◆ **WHAT IS EXPECTED**
Print every line of the records below word for word, leaving out the pictures.

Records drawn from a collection
┄┄┄┄┄┄┄┄┄┄

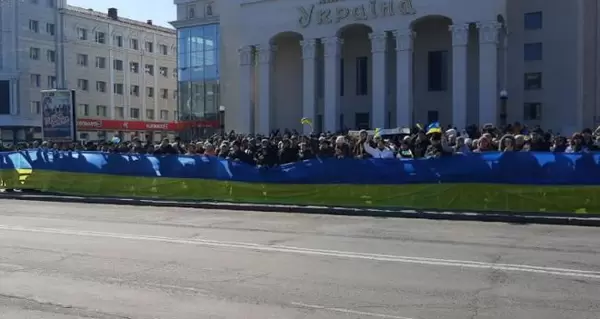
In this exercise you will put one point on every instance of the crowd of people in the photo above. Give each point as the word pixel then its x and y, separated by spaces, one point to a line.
pixel 283 147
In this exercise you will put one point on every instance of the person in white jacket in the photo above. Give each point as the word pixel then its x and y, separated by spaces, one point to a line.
pixel 381 151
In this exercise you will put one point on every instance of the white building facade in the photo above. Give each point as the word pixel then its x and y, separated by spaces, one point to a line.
pixel 123 71
pixel 395 63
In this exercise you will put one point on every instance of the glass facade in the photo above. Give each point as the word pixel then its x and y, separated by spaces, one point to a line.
pixel 198 72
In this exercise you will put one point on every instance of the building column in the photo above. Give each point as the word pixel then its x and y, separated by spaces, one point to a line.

┄┄┄┄┄┄┄┄┄┄

◆ **ANSWER IN FULL**
In this exercise you will put one point on every instance of the crowd of people in the photo above. Give each point as the word pixel then its x and y, separated by spaces, one point to a line.
pixel 283 147
In this exercise you will put one point on every instance of the person in white jacket in the photo above. Give each point as the word pixel then its x and y, separated by spaces, one point to a line.
pixel 381 151
In this exercise you will put one point on every instance of the white building facade in the photo above. Give each point as the word pixel then its x and y, separated by spaces, one point to a line.
pixel 123 71
pixel 395 63
In this exercise you will put one point on every instance of the glass facade in the photo above. Give each point as the word pixel then its x and y, separated by spaces, one point to a line.
pixel 198 72
In this exercise you will put one point on every instance of the building column in the photo above. Give each point as the word pixel then its x and y, separated by spaces, one point to a line.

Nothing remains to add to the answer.